## Extracted text
+++
I am 57 years old now, but if someone mess w me, I will knock their a&s out. I have already knocked out guys 6'3" 270 lbs. one good right punch and he was TKO'd laid out on the ground, haha. Still wouldnt mind getting into a decent fistfight but now I live in lala land (Portland, Oregon) and I will go to jail for that, toooooooo bad. Oh BTW, I am descended from a female Viking warrior woman on my maternal line (mtDNA haplotype I1a) and have a lot of Fighting Irish in me (my grandfather was a Diamond Gloves (the name before they changed it to Golden Gloves), another ancestor killed a British (The Enemy if you are Irish) with his bare hands - literally pounded him into the ground. Also, I have ancestors who fought in every US war (except WW2 - nobody was the right age back then) and my great great etc grandfather was a Major in the British Army. I have lived most of my life in New York City, u have to be ready to fight for ur life at any time, at least in my time. Go figure.
+++
## Data excerpts
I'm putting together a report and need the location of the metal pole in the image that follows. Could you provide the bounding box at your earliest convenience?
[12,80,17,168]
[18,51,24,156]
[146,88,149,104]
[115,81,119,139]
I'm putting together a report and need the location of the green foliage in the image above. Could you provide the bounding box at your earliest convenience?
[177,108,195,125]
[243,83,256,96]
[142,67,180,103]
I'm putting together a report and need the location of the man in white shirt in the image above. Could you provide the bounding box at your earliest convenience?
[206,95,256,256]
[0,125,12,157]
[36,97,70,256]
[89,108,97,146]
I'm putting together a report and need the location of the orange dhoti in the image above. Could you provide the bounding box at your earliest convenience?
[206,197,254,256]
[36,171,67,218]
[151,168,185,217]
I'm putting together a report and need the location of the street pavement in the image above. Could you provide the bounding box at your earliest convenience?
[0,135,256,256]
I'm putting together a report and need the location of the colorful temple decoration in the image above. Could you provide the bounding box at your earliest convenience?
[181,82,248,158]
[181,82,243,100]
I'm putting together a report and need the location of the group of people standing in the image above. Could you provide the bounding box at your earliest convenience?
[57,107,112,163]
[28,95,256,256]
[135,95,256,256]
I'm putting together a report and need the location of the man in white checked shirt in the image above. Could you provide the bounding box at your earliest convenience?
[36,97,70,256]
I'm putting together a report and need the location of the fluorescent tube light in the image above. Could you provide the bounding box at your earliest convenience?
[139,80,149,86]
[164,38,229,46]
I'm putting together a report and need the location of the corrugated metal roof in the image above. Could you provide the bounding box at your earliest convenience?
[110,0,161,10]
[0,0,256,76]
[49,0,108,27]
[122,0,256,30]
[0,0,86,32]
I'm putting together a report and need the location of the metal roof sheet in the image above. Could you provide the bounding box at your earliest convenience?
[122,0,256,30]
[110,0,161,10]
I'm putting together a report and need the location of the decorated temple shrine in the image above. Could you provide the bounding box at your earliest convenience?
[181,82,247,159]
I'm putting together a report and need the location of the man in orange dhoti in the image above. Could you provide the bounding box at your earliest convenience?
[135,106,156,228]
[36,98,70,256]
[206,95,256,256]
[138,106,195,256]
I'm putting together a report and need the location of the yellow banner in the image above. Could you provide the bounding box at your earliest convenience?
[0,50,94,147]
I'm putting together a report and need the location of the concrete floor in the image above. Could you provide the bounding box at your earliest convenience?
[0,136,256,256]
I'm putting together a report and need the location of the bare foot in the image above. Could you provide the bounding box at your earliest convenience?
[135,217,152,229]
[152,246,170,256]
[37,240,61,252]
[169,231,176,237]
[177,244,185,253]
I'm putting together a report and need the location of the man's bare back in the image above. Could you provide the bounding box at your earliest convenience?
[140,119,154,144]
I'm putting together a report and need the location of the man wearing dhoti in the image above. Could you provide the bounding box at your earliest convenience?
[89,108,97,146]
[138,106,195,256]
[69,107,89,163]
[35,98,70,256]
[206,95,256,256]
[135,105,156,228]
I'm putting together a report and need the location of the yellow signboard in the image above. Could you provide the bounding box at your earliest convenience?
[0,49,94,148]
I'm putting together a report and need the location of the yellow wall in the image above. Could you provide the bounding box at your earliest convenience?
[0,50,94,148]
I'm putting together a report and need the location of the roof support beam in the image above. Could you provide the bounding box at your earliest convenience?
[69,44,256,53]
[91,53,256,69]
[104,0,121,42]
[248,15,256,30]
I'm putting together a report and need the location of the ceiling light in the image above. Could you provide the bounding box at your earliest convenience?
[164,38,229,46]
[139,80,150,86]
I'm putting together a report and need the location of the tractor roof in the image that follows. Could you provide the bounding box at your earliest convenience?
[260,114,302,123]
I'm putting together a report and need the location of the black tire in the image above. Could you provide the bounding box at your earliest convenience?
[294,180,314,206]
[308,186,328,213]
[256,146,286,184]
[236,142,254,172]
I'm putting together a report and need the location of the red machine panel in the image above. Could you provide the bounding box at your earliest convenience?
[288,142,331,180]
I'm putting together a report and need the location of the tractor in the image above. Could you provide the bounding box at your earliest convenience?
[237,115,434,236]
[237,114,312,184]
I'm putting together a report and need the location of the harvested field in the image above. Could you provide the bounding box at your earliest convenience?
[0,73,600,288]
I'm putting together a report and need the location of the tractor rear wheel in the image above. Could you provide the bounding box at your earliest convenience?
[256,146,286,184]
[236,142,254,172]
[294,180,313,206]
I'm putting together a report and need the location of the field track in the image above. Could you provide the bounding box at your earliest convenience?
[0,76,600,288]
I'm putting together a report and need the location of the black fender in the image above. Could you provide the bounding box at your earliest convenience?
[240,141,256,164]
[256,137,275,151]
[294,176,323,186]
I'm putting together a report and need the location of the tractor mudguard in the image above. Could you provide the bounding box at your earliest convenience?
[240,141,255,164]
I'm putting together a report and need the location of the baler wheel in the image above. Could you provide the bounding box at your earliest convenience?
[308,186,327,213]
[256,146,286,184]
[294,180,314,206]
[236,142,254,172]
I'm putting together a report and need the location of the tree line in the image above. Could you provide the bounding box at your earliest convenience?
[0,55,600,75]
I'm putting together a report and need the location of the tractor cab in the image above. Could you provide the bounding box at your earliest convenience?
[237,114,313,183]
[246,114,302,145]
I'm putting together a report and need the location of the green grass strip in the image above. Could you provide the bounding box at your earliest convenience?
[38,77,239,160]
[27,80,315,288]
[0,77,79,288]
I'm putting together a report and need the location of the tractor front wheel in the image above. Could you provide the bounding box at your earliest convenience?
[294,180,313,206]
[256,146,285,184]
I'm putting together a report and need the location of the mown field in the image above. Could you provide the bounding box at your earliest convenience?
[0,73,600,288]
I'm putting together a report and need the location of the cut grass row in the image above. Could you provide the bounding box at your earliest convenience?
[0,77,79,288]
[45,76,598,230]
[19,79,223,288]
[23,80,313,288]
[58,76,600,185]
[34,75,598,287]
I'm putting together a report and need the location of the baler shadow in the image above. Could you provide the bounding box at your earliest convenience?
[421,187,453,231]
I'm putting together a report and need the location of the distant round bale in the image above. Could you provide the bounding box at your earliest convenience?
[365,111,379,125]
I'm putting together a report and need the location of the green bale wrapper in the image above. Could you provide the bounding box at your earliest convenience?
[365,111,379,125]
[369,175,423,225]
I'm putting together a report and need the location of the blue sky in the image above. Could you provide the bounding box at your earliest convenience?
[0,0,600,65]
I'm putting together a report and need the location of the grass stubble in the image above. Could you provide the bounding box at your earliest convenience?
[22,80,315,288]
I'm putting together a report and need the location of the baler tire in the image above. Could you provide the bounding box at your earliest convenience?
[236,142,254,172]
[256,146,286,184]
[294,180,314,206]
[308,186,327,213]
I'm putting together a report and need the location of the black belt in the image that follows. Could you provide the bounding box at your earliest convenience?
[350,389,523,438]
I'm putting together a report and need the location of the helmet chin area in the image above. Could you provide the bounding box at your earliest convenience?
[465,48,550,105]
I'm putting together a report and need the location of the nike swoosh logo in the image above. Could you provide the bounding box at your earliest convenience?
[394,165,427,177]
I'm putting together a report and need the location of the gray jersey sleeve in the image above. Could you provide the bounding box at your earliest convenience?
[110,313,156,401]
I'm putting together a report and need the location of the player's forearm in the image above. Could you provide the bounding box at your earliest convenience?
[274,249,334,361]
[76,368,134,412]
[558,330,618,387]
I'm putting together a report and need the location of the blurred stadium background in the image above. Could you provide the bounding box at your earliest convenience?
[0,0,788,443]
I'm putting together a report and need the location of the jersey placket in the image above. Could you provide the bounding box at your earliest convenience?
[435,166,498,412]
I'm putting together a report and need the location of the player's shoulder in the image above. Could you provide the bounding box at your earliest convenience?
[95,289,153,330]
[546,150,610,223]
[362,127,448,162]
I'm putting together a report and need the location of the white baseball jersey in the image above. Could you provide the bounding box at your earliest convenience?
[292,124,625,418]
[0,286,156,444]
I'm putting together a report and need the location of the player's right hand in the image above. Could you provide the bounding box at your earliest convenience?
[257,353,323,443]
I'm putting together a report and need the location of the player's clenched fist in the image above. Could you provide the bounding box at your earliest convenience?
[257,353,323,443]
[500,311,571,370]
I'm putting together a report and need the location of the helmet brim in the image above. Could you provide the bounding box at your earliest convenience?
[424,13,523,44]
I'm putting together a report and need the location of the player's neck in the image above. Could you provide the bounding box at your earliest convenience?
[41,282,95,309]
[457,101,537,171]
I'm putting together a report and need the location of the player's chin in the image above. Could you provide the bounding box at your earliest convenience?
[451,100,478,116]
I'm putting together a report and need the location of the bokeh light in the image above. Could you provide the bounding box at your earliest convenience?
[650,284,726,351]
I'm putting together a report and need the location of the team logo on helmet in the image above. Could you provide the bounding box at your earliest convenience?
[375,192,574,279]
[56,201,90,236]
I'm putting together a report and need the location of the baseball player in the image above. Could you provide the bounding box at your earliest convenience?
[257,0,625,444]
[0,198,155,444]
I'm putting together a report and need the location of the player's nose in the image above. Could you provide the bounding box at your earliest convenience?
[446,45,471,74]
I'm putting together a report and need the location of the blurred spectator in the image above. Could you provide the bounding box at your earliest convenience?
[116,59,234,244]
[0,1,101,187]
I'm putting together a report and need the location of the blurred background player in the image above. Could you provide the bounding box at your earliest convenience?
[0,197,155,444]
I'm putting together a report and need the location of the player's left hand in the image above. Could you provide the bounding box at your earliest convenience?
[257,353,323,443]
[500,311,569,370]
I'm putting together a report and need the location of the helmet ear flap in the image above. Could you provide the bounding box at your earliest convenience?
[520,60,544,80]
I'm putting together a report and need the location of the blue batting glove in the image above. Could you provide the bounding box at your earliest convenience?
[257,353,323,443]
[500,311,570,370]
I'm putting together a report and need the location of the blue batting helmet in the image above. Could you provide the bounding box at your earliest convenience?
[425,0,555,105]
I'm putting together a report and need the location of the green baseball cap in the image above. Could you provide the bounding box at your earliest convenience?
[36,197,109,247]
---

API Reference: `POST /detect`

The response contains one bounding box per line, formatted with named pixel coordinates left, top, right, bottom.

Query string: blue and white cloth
+++
## Using the information
1. In the post about fistfighting, where does the writer say they have lived most of their life?
2. Extend the post about fistfighting with a few more sentences in the writer's own casual voice, starting after "Go figure."

## Results by task
1. New York City.

2.
see at left
Correction: my ancestor killed a British soldier (I wrote just British, didnt notice until published) who was actively beating Irish men with the butts of their guns just for being Irish, he will NEVER make a mistake like that again - ;D
Also, I have been tested on the socalled Male/Female brain test. I have taken several, all with the same results - skewed all the way to Male brain at its most extreme. Another go figure.